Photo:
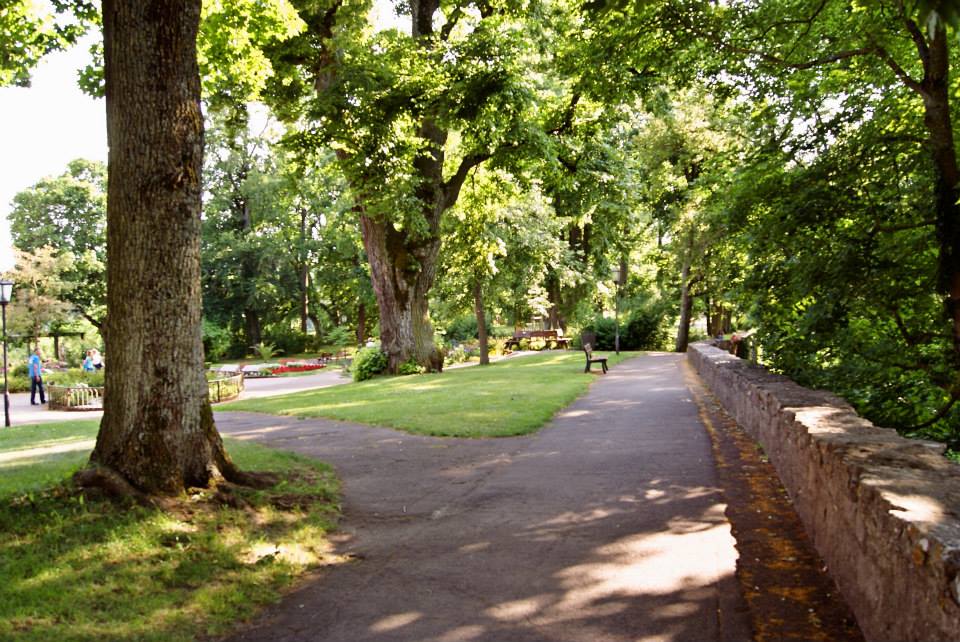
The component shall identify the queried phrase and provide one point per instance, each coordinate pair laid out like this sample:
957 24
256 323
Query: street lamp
6 292
617 277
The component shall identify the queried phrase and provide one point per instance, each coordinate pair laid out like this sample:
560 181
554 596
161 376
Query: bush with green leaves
465 328
341 336
368 362
286 340
216 340
410 367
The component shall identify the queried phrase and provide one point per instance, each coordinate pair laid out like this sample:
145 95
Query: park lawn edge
439 414
74 568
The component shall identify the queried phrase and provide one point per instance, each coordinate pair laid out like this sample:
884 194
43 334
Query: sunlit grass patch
511 397
77 570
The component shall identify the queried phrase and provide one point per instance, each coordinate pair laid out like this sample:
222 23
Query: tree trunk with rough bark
481 322
934 89
157 431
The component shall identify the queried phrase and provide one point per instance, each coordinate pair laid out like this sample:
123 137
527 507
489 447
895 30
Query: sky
45 126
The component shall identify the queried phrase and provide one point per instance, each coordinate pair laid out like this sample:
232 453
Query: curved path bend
607 525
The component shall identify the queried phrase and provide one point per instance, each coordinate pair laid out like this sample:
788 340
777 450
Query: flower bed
298 367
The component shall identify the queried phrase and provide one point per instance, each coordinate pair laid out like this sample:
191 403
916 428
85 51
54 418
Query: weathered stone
882 510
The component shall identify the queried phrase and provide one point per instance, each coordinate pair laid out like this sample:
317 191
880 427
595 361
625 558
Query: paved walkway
605 526
21 412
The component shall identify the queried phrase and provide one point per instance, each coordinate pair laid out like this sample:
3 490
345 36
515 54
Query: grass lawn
93 570
511 397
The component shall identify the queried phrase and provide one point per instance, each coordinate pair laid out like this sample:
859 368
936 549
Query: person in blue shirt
88 362
35 372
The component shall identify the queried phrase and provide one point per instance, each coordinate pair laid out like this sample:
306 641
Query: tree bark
481 322
686 298
936 101
157 430
304 271
402 271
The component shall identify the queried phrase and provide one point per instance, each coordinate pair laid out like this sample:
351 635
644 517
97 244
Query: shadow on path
606 525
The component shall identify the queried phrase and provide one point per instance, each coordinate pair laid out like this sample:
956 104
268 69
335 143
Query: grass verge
511 397
80 570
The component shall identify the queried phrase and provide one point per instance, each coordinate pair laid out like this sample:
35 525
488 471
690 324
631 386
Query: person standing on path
35 372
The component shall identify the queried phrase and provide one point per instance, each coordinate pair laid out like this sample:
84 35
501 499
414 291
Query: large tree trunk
361 323
686 298
157 430
936 101
481 322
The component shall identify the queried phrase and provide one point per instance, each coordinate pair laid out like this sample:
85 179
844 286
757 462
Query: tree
409 117
157 432
26 35
68 213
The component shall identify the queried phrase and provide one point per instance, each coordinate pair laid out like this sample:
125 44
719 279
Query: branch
451 188
940 414
899 71
455 16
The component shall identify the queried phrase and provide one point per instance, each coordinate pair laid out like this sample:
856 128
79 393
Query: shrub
368 362
286 340
456 355
73 377
465 328
644 330
410 367
216 340
265 351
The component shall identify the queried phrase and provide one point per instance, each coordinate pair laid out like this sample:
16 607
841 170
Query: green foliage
216 341
265 351
410 367
74 377
465 328
341 336
509 397
367 363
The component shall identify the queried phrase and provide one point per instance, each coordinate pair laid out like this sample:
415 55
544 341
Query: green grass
512 397
91 570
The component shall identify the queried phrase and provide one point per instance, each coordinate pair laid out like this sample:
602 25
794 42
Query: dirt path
606 525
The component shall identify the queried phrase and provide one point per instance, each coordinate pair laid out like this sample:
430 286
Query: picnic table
548 336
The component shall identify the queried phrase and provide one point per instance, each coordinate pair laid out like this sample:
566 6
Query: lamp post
617 275
6 292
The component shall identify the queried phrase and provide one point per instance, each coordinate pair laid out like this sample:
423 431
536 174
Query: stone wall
882 510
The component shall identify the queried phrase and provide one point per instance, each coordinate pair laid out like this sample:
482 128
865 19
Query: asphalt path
607 525
21 412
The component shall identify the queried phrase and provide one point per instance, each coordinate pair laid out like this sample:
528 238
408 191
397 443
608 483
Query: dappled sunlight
29 455
646 564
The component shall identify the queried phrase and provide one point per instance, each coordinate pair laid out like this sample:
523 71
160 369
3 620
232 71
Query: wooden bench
588 350
548 336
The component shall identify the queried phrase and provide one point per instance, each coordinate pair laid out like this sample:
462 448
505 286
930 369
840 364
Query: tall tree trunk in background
361 323
157 430
935 91
481 322
402 270
403 263
686 298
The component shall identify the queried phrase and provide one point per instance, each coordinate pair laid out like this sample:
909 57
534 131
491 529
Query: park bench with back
548 336
587 341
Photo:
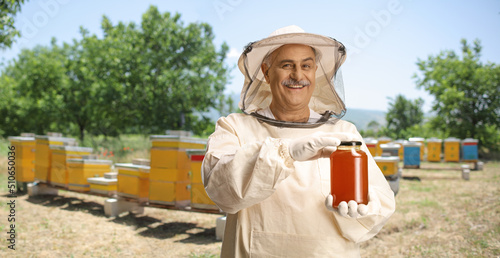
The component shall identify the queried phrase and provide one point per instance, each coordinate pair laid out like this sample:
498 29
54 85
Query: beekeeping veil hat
328 95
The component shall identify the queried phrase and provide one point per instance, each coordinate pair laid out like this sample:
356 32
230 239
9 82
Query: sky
384 38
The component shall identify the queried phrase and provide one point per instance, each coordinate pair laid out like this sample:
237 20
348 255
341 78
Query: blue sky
384 38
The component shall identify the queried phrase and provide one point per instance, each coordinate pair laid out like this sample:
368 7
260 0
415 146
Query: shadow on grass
145 225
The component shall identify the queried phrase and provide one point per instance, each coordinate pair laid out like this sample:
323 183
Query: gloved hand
316 145
352 209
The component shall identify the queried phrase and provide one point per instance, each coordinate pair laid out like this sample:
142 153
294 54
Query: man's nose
296 74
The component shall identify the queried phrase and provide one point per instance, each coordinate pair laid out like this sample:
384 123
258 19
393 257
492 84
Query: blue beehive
412 154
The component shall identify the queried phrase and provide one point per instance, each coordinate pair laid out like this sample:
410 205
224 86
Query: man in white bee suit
268 168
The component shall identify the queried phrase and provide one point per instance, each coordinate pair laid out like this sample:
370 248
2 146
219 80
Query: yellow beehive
371 144
381 140
452 149
79 170
24 157
199 197
388 165
43 154
60 154
170 166
434 149
102 185
133 181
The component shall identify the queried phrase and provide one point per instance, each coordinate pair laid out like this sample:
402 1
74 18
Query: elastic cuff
284 153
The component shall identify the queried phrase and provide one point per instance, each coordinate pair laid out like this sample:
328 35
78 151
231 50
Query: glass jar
349 174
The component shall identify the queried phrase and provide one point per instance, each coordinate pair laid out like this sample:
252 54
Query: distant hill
361 117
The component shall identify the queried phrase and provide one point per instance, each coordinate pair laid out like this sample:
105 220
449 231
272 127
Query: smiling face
* * * * * * * * *
A word-for-word copy of all the records above is required, with the pictures left out.

* _Result of the task_
Photo:
The component shall identify the queried phrase and provide one point per instance, each coordinate pair laid out like this sample:
957 24
256 323
Query: street lamp
6 292
617 277
The component shall identify the queried phrase and provide one point per instance, each coordinate pair laid out like this sample:
560 181
554 596
161 376
Query: bush with green leaves
465 328
341 336
368 362
286 340
216 340
410 367
The component shall identify the queried phrase and provide one point per instance, each coordinate pair laid out like this sample:
145 95
Query: park lawn edge
439 414
74 568
The component shall identify the queried phrase and provide one point per instance, each coordinate pair laid out like this sample:
884 194
43 334
Query: sunlit grass patch
511 397
77 570
The component shall identify the queried phrase and provide one point per instance, each coordinate pair laid out like this sample:
222 23
Query: tree trunk with rough bark
481 322
934 89
157 431
The component shall identify the queried phrase and provide one point per instance, each coordinate pair laid out like this sample:
123 137
527 507
489 447
895 30
Query: sky
45 126
The component shall identify the queried phrase and provide one point per instance, each coordinate pair laid out like this sample:
232 453
Query: curved path bend
607 525
The component shall identify the queried phrase and provide one point per instance, each coordinate pair laid out like this sample:
788 340
777 450
Query: flower bed
298 367
The component shall identify the queried phrase and provide one point per instance, each coordinate pair laid out like this sample:
191 403
916 428
85 51
54 418
Query: weathered stone
882 510
The component shall identify the queried phrase and provide one point per instance, each coordinate pair laid out like this sample:
317 191
880 427
595 361
625 558
Query: paved walkway
605 526
21 412
The component shall identify the queried phrase and provide one point per instance, each coordinate pair laid out like this sample:
3 490
345 36
515 54
Query: grass lawn
93 570
511 397
The component shall identify the queried phrase and provide one point per instance, each coordinate pair laid out like this sample:
859 368
936 549
Query: person in blue shirt
88 362
35 372
The component shall identify the queried phrase and provide one point per instance, each coordinate pair laid out like this sample:
306 641
Query: tree bark
481 322
686 298
936 101
157 430
304 271
402 271
The component shall identify the queried phrase and provide one point per instance, each coordinate pair laid out like this sample:
351 635
644 517
97 244
Query: shadow on path
606 525
The component shall identify the queried phrase and provide one point per instance, each coordinate pair laid out like this sample:
956 104
268 69
335 143
Query: grass verge
511 397
80 570
The component shall identify the queried phrase and provide one point per instance, each coordinate pair laid out like this sample:
35 525
488 471
690 324
631 386
Query: person standing on path
35 372
The component shall identify the queried phrase and provide one point per instance, each coordinate pair laid out like this sample:
84 35
501 499
414 291
Query: large tree trunk
361 323
686 298
157 430
936 101
481 322
The component shall identify the queried phrase and provide one point per instance, each coordinate pair laid out like this sample:
85 179
844 286
757 462
Query: tree
409 117
157 432
26 35
68 213
The component shall identify the queried phrase and provide one point per instance, each coordinate pair laid out like this sample:
125 44
719 279
Query: branch
451 188
940 414
899 71
455 16
The component shall identify the queried phrase and provide one point per instance, each coordinate pair laid out like this sample:
856 128
79 393
Query: shrub
368 362
286 340
456 355
73 377
465 328
644 330
410 367
216 340
265 351
The component shall identify the queried phrase and provide one point per instance, each coordinate pair laid out like this sample:
16 607
841 170
Query: green foliage
216 341
265 351
410 367
74 377
465 328
341 336
509 397
367 363
The component shall identify the queried phrase and provide one point per instance, each coordinate pair laid out like this sample:
415 55
544 341
Query: green grass
512 397
91 570
The component shall identify the queried phrase and provide one point per instance, each coordinate pair laid out like this sample:
602 25
794 42
Query: dirt path
606 525
The component shall identify the queried phrase and provide one point per instance, each coordinate pair laid out like this sample:
430 286
Query: picnic table
548 336
The component shall identify the queried phrase and provide one point per instance, each coordinate pair laid out like this sample:
566 6
Query: lamp post
617 275
6 292
The component shall identify the queried phrase and provide one point per instance, each coordinate pair laid out like this sample:
423 431
536 174
Query: stone wall
882 510
The component shall identify the queried phrase and provide one point per instance, each coordinate pair laid out like this sample:
482 128
865 19
Query: asphalt path
607 525
21 412
The component shall identify the queried phrase and provide one point per instance, each coordinate pair laid out like this sample:
528 238
408 191
397 443
608 483
Query: dappled sunlight
29 455
646 564
The component shall identify the queried phrase and provide one point per instance, each coordinate pair laid out like this sample:
523 71
160 369
3 620
232 71
Query: wooden bench
588 350
548 336
The component shall identify the queried phrase and provide one point per instance, each coordinate pair laid out like this sample:
462 448
505 286
930 369
840 364
Query: tall tree trunk in background
361 323
157 430
935 91
481 322
402 270
403 263
686 298
The component shall identify the queried phrase and provide one point per instance, each coordinate pair laid out like this sample:
909 57
534 131
491 529
Query: park bench with back
548 336
587 341
Photo:
The component shall identify the queried phrase and provide one point per instance, each coordinate pair laid out like this sample:
498 29
54 85
Query: beekeeping veil hat
328 95
The component shall identify the queried phrase and provide one point per instance, each coordinate pair laid out like this sample:
356 32
230 239
9 82
Query: sky
384 38
The component shall identify the queried phrase and provide one point per instance, each coordinate pair laid out like this sample:
237 20
348 255
341 78
Query: blue sky
384 38
The component shall identify the queried phrase and provide one point per instance, each coordinate pair laid out like this sample:
368 7
260 0
415 146
Query: shadow on grass
145 225
The component shall identify the queried phrase and provide one point per instance, each coordinate pair laid out like this sample:
323 183
Query: gloved hand
316 145
352 209
The component shall identify the queried phrase and provide one point per instance, each coordinate pair laid out like this sample:
142 153
294 54
Query: man's nose
296 74
The component shall identify the queried phrase and provide one point per instance, each coordinate pair laid out like this sample:
384 123
258 19
393 257
492 84
Query: blue beehive
412 154
The component shall identify the queried phrase and provide one point per instance, each coordinate pair laid out like this sample:
410 205
224 86
Query: man in white bee suit
268 168
The component shall identify the queried phrase and provide one point per instance, each coordinate pair laid out like this sample:
370 248
2 146
219 80
Query: yellow beehive
371 144
381 140
452 149
79 170
24 157
199 197
388 165
43 154
60 154
170 166
434 149
102 185
133 181
The component shall identify the queried phrase and provide one point per instance, each coordinate pair laid out like this sample:
402 1
74 18
Query: elastic cuff
284 153
The component shall identify the queried phrase and provide one point per instance, each coordinate pair laid out like this sample:
328 35
78 151
231 50
Query: glass jar
349 174
The component shall identify the queried phrase and provide one point per instance, each coordinate pair laid out like this sample:
252 54
Query: distant hill
361 117
The component shall identify the queried phrase and provide one point per instance, each coordinate pair laid out like this sample:
105 220
449 231
272 127
Query: smiling face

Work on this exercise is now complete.